Return the entries verbatim, from the first line through the line that contains "column 757, row 353", including both of those lines.

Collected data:
──────────

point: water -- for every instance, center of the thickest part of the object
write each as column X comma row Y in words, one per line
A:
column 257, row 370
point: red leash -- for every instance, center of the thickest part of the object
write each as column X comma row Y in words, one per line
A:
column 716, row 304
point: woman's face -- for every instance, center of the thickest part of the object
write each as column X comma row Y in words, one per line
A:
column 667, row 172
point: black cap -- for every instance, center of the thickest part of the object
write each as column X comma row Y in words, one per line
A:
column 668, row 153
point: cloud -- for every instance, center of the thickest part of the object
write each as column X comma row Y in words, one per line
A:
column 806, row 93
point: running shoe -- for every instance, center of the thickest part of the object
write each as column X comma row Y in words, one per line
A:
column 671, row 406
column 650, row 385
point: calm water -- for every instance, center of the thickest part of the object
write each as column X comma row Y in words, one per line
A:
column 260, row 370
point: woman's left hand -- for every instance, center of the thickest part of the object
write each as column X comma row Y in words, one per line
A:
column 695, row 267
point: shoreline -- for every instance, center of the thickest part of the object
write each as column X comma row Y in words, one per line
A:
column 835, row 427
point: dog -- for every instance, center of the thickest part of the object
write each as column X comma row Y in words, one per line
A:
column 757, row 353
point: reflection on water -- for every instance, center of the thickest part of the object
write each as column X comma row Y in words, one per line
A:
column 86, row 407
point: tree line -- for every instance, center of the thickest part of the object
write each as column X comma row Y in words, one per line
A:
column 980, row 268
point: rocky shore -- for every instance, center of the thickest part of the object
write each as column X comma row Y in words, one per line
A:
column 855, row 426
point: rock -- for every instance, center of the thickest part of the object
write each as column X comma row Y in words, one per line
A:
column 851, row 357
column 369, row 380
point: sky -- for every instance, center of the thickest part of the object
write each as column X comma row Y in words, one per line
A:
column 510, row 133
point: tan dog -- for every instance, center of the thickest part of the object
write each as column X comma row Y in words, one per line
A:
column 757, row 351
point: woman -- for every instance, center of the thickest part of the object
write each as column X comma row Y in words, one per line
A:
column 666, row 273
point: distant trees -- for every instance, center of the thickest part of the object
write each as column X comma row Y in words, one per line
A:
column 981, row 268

──────────

**WRITTEN SOLUTION:**
point: water -- for every instance, center of the thickest part of the object
write each as column X comma row Y in words, one per line
A:
column 257, row 370
point: red leash -- for every instance, center of the thickest part of the object
write each as column X comma row Y in words, one per line
A:
column 716, row 304
point: woman's face -- for every instance, center of the thickest part of the object
write each as column X comma row Y in words, one per line
A:
column 667, row 172
point: black cap -- for every instance, center of the thickest part of the object
write each as column X comma row Y in words, one per line
A:
column 668, row 153
point: cloud -- for every instance, center of the thickest part of the object
write each as column X comma row Y in words, one per line
A:
column 806, row 93
point: running shoe -- for every instance, center of the thickest part of the object
write each as column X comma row Y in words, one per line
A:
column 671, row 406
column 650, row 385
point: calm water -- for every instance, center of the thickest part of the object
write each as column X comma row Y in words, one per line
A:
column 260, row 370
point: woman's left hand -- for every instance, center of the thickest part of the object
write each as column X comma row Y in words, one per line
A:
column 695, row 267
point: shoreline -- for every instance, center of the thickest part of the object
write each as column X comma row Y in words, one per line
A:
column 835, row 427
point: dog -- for every instance, center of the thickest part of the object
write each as column X comma row Y in words, one per line
A:
column 757, row 353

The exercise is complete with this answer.